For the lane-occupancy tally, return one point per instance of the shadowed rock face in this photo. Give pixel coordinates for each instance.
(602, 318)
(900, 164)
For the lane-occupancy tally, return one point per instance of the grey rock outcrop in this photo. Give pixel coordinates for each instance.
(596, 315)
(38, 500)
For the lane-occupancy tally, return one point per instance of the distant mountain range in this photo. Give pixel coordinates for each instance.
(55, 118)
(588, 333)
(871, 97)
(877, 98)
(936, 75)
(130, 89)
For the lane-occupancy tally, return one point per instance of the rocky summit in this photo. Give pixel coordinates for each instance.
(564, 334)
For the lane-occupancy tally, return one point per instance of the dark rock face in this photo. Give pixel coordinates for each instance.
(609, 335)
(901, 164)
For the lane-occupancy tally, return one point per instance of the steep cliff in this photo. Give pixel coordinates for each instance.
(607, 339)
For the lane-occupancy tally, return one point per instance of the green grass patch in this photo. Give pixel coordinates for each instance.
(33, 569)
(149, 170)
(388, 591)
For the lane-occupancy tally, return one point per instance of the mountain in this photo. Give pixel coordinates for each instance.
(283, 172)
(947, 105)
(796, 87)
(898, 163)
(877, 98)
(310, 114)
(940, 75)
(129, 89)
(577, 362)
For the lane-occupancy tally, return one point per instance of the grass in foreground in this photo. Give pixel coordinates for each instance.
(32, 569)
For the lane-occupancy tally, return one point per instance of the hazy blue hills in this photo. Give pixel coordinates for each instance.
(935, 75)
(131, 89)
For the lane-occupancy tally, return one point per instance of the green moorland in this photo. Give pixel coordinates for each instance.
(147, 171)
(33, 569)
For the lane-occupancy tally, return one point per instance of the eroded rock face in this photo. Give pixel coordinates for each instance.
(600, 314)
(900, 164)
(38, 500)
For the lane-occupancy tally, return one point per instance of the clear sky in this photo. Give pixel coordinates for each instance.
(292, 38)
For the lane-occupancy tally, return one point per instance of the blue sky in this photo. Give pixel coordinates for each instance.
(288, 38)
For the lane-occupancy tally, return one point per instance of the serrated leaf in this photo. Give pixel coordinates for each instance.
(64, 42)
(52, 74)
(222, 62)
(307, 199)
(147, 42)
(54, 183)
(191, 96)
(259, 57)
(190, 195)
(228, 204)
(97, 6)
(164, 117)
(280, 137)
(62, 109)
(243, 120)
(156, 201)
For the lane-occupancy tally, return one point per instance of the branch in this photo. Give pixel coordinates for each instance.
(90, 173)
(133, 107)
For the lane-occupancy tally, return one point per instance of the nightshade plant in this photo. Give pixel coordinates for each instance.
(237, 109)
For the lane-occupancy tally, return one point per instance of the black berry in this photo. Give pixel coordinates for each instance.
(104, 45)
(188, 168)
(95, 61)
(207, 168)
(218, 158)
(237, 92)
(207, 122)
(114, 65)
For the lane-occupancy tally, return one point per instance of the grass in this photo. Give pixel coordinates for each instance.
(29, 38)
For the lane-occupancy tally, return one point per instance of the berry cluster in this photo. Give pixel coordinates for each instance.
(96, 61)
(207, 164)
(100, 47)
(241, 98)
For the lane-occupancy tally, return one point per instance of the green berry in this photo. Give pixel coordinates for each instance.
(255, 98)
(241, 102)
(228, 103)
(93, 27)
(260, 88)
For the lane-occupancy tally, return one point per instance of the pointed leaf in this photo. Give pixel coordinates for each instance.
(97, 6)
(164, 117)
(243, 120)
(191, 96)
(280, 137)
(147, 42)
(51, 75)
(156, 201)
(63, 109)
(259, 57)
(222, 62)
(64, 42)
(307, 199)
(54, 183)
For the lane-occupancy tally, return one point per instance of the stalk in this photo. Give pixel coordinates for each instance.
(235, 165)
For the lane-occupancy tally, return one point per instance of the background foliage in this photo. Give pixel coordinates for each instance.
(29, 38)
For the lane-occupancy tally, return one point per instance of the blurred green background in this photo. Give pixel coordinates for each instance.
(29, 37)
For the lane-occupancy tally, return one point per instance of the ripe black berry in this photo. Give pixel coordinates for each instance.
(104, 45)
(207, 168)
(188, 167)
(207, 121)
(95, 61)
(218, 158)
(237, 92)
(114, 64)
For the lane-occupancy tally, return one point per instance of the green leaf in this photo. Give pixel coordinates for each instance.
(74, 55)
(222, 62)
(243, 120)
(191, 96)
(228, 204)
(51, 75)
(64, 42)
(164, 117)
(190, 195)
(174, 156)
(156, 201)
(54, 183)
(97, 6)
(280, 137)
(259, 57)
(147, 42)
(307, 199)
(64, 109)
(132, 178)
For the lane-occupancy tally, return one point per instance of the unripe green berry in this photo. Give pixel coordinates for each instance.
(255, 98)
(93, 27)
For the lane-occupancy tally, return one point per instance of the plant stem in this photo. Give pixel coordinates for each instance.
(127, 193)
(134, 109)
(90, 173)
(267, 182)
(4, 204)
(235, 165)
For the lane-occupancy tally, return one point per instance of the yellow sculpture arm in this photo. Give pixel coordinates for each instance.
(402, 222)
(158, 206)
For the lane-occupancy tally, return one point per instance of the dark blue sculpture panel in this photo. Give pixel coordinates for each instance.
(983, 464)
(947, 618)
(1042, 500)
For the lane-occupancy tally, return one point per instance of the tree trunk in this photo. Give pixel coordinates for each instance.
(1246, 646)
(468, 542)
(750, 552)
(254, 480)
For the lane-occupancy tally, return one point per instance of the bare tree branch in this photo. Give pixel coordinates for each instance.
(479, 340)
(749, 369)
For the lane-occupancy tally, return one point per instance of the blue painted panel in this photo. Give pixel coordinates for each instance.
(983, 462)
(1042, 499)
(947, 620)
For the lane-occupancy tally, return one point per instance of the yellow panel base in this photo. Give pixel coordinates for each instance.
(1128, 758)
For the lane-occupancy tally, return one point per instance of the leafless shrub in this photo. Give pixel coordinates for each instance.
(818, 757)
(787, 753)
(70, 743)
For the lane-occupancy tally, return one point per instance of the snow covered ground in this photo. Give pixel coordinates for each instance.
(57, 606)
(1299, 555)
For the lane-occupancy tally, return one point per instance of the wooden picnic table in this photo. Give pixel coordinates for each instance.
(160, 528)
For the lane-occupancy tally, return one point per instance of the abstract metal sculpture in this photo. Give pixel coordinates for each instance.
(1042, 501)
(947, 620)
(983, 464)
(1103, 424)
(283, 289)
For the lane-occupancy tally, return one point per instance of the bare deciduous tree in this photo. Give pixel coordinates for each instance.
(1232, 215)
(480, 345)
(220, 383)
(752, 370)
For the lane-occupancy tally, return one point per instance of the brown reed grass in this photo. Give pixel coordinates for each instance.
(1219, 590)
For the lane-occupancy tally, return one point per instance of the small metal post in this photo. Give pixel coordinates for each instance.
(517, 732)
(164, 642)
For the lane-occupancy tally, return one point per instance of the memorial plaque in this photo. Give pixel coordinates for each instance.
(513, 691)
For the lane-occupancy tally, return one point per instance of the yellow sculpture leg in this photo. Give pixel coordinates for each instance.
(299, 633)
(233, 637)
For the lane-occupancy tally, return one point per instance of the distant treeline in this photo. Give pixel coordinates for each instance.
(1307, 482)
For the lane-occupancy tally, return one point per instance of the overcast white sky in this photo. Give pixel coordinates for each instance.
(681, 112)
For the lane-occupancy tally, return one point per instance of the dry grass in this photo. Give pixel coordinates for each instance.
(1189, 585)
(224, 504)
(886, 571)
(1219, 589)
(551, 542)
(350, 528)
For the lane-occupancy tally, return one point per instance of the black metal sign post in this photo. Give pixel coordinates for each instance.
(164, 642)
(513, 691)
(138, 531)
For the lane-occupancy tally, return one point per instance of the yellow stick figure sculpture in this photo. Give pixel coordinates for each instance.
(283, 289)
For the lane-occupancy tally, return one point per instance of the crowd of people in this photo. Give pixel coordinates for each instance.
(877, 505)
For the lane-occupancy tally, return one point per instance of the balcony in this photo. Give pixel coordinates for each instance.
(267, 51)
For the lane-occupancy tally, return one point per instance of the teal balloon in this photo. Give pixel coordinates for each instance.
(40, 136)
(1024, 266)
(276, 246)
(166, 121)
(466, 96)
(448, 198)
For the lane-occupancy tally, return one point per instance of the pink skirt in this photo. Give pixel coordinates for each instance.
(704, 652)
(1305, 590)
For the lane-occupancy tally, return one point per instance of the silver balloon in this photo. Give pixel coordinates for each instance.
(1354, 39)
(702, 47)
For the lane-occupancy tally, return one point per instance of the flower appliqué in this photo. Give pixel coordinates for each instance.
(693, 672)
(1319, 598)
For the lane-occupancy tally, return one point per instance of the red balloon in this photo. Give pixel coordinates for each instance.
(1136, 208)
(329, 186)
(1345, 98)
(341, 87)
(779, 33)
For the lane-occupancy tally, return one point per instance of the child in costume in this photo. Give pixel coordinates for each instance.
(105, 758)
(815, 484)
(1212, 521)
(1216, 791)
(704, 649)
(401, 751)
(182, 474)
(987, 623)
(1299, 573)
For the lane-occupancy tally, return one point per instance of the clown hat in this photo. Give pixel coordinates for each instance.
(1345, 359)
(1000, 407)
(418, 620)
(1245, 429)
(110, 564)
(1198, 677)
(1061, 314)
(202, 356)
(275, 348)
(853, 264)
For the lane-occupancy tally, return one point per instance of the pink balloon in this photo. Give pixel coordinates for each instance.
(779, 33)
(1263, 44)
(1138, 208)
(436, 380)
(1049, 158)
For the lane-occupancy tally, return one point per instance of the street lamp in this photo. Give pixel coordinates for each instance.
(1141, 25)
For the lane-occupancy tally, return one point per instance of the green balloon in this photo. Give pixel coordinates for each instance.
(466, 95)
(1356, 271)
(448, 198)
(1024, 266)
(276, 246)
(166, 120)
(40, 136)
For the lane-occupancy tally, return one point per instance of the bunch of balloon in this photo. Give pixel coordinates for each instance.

__________

» **THE EXERCISE**: Repeat exactly, and only, the lines of the records above, starting with the line that contains "of the clown" and ending with the final line, both included.

» **RESPONSE TO THE EXERCISE**:
For the lane-occupancy tally, return one point per instance of the clown hat in this photo. Give pixel coordinates for each instance.
(1345, 359)
(1000, 407)
(418, 620)
(1245, 429)
(110, 564)
(1198, 677)
(1061, 314)
(202, 356)
(275, 348)
(853, 264)
For the lane-occupancy tally, return one point per instance of the pink balloon in this photo. Give pixel coordinates for each instance.
(779, 33)
(1263, 44)
(1138, 208)
(436, 380)
(1049, 158)
For the lane-occupancy tally, return one point per instance of the street lamp in this photo. Give pixel coordinates for each instance.
(1141, 25)
For the lane-occupancy tally, return one point per instance of the green balloon in this photo. Give pixel coordinates for each instance.
(466, 95)
(1356, 271)
(448, 198)
(1024, 266)
(276, 246)
(166, 120)
(40, 136)
For the lane-occupancy tally, return one point per instance of the bunch of balloon in this photo. Give pixel coordinates for each instance.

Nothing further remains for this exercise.